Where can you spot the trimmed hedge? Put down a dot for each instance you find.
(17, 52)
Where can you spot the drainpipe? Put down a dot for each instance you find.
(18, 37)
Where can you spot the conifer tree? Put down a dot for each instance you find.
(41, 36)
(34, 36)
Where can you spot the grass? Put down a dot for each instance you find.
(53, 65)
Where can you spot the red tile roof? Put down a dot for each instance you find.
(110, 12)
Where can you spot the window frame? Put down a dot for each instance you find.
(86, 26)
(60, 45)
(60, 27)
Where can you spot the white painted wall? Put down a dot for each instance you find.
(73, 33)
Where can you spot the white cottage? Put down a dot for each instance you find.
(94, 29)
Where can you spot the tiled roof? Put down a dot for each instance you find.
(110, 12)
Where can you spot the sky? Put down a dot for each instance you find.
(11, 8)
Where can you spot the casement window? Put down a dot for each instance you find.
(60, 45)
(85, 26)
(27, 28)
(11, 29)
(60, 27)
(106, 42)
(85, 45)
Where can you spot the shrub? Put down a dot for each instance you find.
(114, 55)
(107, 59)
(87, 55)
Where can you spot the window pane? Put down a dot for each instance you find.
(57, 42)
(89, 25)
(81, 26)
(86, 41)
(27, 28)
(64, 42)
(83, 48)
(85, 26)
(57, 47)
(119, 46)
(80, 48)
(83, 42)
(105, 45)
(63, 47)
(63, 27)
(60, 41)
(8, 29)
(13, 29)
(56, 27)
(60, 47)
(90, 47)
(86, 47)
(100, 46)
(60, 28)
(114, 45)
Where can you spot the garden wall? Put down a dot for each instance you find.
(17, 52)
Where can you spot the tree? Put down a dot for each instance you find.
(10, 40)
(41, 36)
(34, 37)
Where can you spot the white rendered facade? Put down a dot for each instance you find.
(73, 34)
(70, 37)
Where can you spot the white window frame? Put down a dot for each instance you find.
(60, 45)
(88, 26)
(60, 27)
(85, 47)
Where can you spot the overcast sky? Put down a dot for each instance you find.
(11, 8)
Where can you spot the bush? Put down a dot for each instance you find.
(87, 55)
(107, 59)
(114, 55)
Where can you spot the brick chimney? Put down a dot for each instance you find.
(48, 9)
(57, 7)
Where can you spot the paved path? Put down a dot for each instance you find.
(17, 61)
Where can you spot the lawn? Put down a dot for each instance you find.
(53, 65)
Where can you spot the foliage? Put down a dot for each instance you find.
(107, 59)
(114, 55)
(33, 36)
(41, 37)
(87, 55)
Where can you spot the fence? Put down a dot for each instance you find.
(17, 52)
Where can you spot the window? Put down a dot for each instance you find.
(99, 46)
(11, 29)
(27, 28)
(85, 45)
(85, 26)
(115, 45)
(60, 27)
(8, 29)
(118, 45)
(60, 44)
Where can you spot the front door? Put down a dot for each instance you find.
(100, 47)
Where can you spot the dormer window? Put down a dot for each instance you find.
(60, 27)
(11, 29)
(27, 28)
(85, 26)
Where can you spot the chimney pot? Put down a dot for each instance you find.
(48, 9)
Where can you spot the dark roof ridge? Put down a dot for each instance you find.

□ □ □ □ □

# [WRITTEN PROBLEM]
Each entry above is to be printed again exactly.

# [EXERCISE RESPONSE]
Where can you spot the trimmed hedge? Put down a dot for each instance you find.
(17, 52)
Where can you spot the drainpipe? Put down a dot for each instance you find.
(18, 37)
Where can you spot the conifer tree? Put down a dot for each instance you find.
(41, 36)
(34, 36)
Where can you spot the grass? Put down a dot for each instance you find.
(53, 65)
Where can you spot the red tile roof? Put down a dot for each instance you find.
(110, 12)
Where can you spot the window frame? Put down a dot for each instance you find.
(86, 26)
(60, 45)
(60, 27)
Where can you spot the white painted wall? Put down a dot for each instance you find.
(73, 33)
Where can you spot the white cottage? Put down a dot for each instance you find.
(94, 29)
Where can you spot the tiled roof? Put down a dot for each instance you find.
(110, 12)
Where can you spot the sky? Put down a dot for each instance you find.
(11, 8)
Where can you spot the casement window? Put down a dot for each instance you find.
(60, 45)
(85, 26)
(27, 28)
(11, 29)
(60, 27)
(106, 42)
(85, 45)
Where can you spot the shrub? Put down a dot for each instance you find.
(114, 55)
(107, 59)
(87, 55)
Where can you spot the window pane? Put down a dot for each instance you find.
(57, 42)
(89, 25)
(81, 26)
(86, 41)
(27, 28)
(64, 42)
(83, 48)
(85, 26)
(57, 47)
(119, 46)
(80, 48)
(83, 42)
(105, 45)
(63, 47)
(63, 27)
(60, 41)
(8, 29)
(13, 29)
(56, 27)
(60, 47)
(90, 47)
(86, 47)
(100, 46)
(60, 28)
(114, 45)
Where can you spot the garden wall? Put down a dot for each instance you find.
(17, 52)
Where can you spot the tree? Put down a dot for each instance you find.
(10, 40)
(41, 36)
(34, 37)
Where can you spot the white rendered facade? Put down a dot for each instance you find.
(73, 34)
(70, 37)
Where can you spot the white window frame? Put down a dot for each instance you find.
(60, 45)
(88, 26)
(60, 27)
(85, 47)
Where can you spot the overcast sky? Put down a dot for each instance you find.
(11, 8)
Where can you spot the bush? Put down a dot for each instance you find.
(87, 55)
(107, 59)
(114, 55)
Where can you spot the brick chimney? Put down a dot for each instance you find.
(48, 9)
(57, 7)
Where can you spot the paved path? Put down a dot for each instance you find.
(17, 61)
Where can you spot the lawn? Put down a dot for each instance you find.
(53, 65)
Where can you spot the foliage? Put down a dot for each instance you find.
(107, 59)
(114, 55)
(33, 36)
(41, 37)
(87, 55)
Where can you spot the fence? Put down a dot for each instance you find.
(17, 52)
Where can you spot the window? Put down a dot for each instance you find.
(99, 46)
(11, 29)
(27, 28)
(85, 45)
(85, 26)
(115, 45)
(60, 27)
(8, 29)
(118, 45)
(60, 44)
Where can you spot the front door? Put down a dot for each instance you find.
(100, 47)
Where can you spot the dormer window? Put down a dot for each instance you find.
(60, 27)
(11, 29)
(27, 28)
(85, 26)
Where can you spot the chimney pot? Put down a dot for each instance you find.
(48, 9)
Where can you spot the dark roof ridge? Put down a dot for each instance you find.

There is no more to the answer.